I only have the main Roompack of MIR, and in my opinion it's incredible. Anybody who complains about losing detail has to remember that there is such a thing as dry/wet in MIR and that ANY reverb will lose detail if you don't find the right balance of dry vs wet. My only issue with MIR is that it does occasionally seem to have odd resonances with certain instruments, though again this is Roompack 1 and there's a good chance that by the time Roompack 4 came out their skills have improved to the point that it's no longer an issue.


----------



## Hannes_F (Mar 28, 2014)

Dietz @ Fri Mar 28 said:


> Well - that takes me by surprise ... I'd say that they are the most obvious and self-explanatory control elements of MIR's GUI after volume (especially the Global Wet / Dry Offset). I wouldn't know how to make them even more visible.



Of course it surprises you. You are the developer, therefore as for all developers it is difficult for you to step back to a new customer's view (especially true for VSL if I may say so).



> The MIR Manual always talks about the "dry signal" as the one without room information, opposed to the "dry source signal" (or just "source") when the raw input audio is addressed. For example p.18:
> 
> "Of course, the treatment of instruments in MIR's Venues has to match the treatment of the decoded impulse responses exactly; therefore, each and every signal
> source on MIR's stages is encoded to Ambisonics, too."



Yes but distance and angles are spacial informations. How can a customer guess where you draw the line between spacial and room information? Perhaps it would have been better to talk about a 'positioned signal' instead of what you call 'dry' and 'room coloration' instead of 'room information'.

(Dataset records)
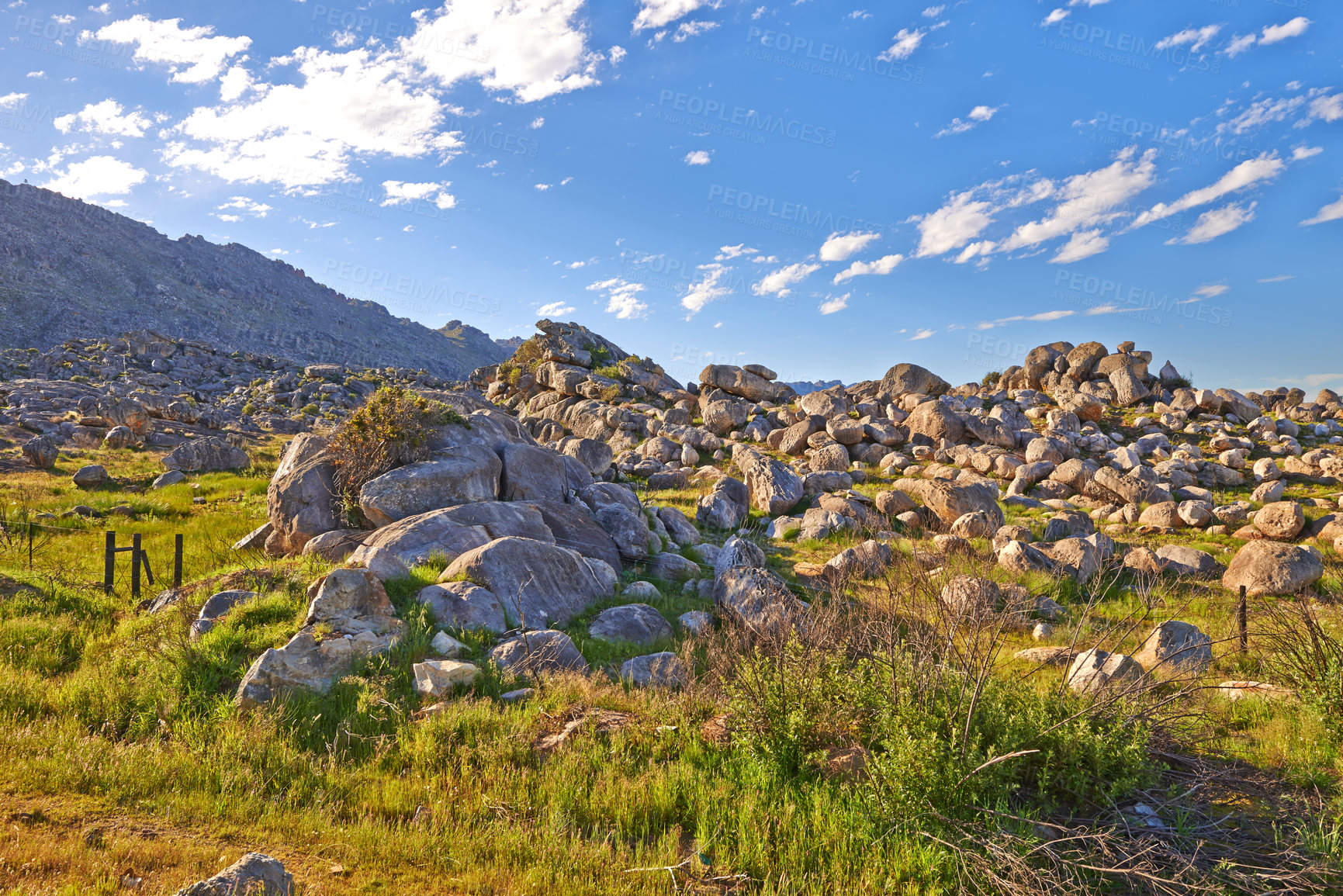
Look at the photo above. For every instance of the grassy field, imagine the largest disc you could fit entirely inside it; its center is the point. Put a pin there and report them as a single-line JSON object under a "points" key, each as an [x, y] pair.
{"points": [[123, 756]]}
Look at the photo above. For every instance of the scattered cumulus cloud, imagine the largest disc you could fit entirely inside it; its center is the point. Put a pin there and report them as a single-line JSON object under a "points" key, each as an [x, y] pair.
{"points": [[841, 246]]}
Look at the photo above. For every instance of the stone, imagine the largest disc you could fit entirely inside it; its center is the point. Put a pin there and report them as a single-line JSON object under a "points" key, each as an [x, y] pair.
{"points": [[724, 507], [446, 645], [970, 597], [40, 451], [349, 618], [206, 455], [215, 609], [654, 670], [119, 437], [538, 655], [774, 488], [435, 677], [90, 476], [634, 622], [1282, 521], [538, 583], [1099, 669], [532, 473], [1175, 648], [253, 875], [911, 378], [1272, 567], [461, 605], [455, 476], [301, 499], [174, 477], [696, 621], [334, 545]]}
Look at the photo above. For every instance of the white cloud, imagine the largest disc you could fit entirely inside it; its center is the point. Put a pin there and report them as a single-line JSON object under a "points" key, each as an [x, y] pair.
{"points": [[192, 55], [1334, 211], [1082, 245], [244, 203], [905, 43], [1213, 223], [705, 290], [729, 253], [781, 281], [104, 119], [622, 297], [348, 105], [1196, 38], [1089, 199], [954, 225], [654, 14], [881, 266], [1249, 172], [97, 176], [399, 191], [977, 116], [841, 246], [1017, 319], [1269, 35], [1293, 29], [834, 304], [688, 29], [532, 50]]}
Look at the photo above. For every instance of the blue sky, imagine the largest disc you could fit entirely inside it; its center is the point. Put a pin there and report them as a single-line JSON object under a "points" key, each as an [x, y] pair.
{"points": [[825, 189]]}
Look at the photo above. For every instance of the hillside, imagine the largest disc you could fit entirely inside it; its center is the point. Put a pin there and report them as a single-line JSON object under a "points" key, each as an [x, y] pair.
{"points": [[70, 269]]}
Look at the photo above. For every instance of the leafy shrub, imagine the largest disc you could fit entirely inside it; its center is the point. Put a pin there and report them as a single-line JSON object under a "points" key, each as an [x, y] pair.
{"points": [[393, 429]]}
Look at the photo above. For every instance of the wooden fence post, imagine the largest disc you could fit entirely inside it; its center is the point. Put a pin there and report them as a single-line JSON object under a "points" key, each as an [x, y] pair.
{"points": [[109, 562]]}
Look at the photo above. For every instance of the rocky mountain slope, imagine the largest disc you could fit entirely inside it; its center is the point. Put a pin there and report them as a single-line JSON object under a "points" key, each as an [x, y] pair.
{"points": [[74, 270]]}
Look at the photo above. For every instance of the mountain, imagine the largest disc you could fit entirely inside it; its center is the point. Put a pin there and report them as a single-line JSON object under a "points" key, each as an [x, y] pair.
{"points": [[74, 270]]}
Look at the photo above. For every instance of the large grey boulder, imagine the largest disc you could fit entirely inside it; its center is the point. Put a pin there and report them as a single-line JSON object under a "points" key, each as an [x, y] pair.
{"points": [[773, 485], [532, 473], [911, 378], [1271, 567], [301, 499], [204, 455], [654, 670], [253, 875], [724, 507], [538, 653], [634, 622], [461, 605], [538, 583], [1175, 648], [349, 618], [454, 476], [452, 532], [40, 451]]}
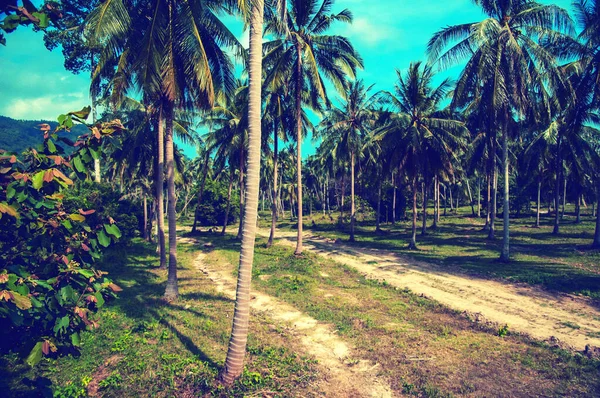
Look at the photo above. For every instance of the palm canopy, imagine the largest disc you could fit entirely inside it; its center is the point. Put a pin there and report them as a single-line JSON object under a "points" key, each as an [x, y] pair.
{"points": [[164, 48], [507, 69], [425, 139], [303, 47]]}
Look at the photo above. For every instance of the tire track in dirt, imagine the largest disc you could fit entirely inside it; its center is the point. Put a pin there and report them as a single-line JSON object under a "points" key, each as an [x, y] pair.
{"points": [[540, 314], [318, 339]]}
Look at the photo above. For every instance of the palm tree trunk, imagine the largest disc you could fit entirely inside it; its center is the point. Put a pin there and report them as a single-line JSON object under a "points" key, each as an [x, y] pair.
{"points": [[378, 216], [171, 291], [505, 255], [201, 192], [226, 221], [352, 211], [241, 182], [160, 215], [145, 218], [413, 240], [494, 197], [299, 146], [539, 204], [393, 201], [234, 363], [596, 243], [470, 198], [424, 196], [274, 207]]}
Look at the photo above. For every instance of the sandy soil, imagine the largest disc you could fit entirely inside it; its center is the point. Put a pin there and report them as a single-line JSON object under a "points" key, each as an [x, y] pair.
{"points": [[529, 310], [343, 377]]}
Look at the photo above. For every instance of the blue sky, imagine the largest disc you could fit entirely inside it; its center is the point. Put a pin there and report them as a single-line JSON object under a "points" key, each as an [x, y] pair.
{"points": [[388, 34]]}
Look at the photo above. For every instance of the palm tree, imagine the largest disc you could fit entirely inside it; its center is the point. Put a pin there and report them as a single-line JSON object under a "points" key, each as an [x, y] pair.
{"points": [[234, 362], [305, 55], [172, 52], [347, 126], [507, 69], [423, 138]]}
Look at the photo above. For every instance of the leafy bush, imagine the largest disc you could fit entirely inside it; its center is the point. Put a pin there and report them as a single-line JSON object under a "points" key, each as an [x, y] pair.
{"points": [[214, 204], [108, 203], [49, 288]]}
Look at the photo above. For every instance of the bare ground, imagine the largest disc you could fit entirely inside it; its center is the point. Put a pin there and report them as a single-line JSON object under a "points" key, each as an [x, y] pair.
{"points": [[343, 378], [571, 320]]}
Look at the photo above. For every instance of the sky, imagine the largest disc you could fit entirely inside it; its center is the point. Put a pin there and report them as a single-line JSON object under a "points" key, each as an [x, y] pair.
{"points": [[388, 34]]}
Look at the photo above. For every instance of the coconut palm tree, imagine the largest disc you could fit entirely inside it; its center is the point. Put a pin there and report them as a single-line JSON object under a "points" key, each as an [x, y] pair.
{"points": [[303, 54], [172, 52], [347, 126], [506, 71], [423, 138]]}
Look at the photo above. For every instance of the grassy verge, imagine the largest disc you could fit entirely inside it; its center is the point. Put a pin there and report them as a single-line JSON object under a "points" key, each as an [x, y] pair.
{"points": [[147, 347], [561, 263], [423, 348]]}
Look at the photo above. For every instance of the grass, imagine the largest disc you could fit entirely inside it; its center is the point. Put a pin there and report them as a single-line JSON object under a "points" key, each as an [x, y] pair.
{"points": [[423, 348], [562, 263], [147, 347]]}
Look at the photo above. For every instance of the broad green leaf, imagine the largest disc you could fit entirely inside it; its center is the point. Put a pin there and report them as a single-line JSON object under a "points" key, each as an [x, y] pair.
{"points": [[35, 356], [38, 179], [113, 230], [103, 239]]}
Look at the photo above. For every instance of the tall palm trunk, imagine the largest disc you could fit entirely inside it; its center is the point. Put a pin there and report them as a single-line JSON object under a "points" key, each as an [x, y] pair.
{"points": [[424, 195], [171, 291], [413, 240], [378, 216], [160, 213], [202, 185], [274, 205], [299, 146], [226, 221], [539, 203], [494, 197], [352, 207], [241, 182], [145, 218], [596, 243], [234, 362], [505, 255], [393, 201], [556, 229]]}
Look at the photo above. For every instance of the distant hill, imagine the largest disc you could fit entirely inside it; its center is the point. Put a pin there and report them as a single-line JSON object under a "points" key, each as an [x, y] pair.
{"points": [[18, 135]]}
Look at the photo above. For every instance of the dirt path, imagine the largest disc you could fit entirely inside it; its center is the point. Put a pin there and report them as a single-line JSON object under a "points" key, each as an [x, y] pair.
{"points": [[540, 314], [344, 378]]}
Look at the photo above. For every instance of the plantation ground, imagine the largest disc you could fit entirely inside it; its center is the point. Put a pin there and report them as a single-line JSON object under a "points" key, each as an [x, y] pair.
{"points": [[322, 328]]}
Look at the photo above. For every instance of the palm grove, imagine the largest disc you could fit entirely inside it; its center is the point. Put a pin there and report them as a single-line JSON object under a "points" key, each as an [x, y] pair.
{"points": [[521, 118]]}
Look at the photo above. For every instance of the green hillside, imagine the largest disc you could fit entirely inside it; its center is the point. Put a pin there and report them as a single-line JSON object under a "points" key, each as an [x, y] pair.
{"points": [[18, 135]]}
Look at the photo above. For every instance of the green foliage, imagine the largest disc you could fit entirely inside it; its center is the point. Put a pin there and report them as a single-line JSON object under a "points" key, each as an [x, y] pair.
{"points": [[49, 288], [214, 204]]}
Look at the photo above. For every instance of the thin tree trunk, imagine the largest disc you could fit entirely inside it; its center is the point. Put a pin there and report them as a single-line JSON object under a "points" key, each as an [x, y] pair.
{"points": [[424, 195], [378, 216], [241, 182], [145, 218], [160, 215], [539, 203], [352, 210], [228, 203], [299, 146], [394, 201], [234, 363], [505, 255], [413, 240], [172, 290], [470, 198], [275, 167]]}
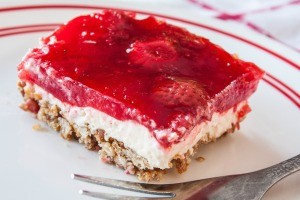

Short exercise 1:
Return the passage of the MIR forum thread starting with "Of course it" and going on through "of 'room information'.", copied word for word.
Short exercise 2:
List every line of the entries that contains the word "tree", matching its case exactly.

Answer 1:
Of course it surprises you. You are the developer, therefore as for all developers it is difficult for you to step back to a new customer's view (especially true for VSL if I may say so).



> The MIR Manual always talks about the "dry signal" as the one without room information, opposed to the "dry source signal" (or just "source") when the raw input audio is addressed. For example p.18:
> 
> "Of course, the treatment of instruments in MIR's Venues has to match the treatment of the decoded impulse responses exactly; therefore, each and every signal
> source on MIR's stages is encoded to Ambisonics, too."



Yes but distance and angles are spacial informations. How can a customer guess where you draw the line between spacial and room information? Perhaps it would have been better to talk about a 'positioned signal' instead of what you call 'dry' and 'room coloration' instead of 'room information'.

Answer 2:
Look at the photo above. For every instance of the palm tree trunk, imagine the largest disc you could fit entirely inside it; its center is the point. Put a pin there and report them as a single-line JSON object under a "points" key, each as an [x, y] pair.
Look at the photo above. For every instance of the palm tree, imagine the largest disc you could fit entirely inside it; its center is the point. Put a pin there and report them as a single-line JSON object under a "points" key, each as an [x, y] pair.
Look at the photo above. For every instance of the coconut palm tree, imagine the largest disc you could fit entirely inside it; its center is the point. Put a pin there and report them as a single-line JSON object under a "points" key, each as an [x, y] pair.
Look at the photo above. For every instance of the thin tree trunk, imagine the largest disc you could fit entirely inside it; its center is the point. Put a pin there and report them as a single-line JSON object under a "points" key, each as an [x, y] pair.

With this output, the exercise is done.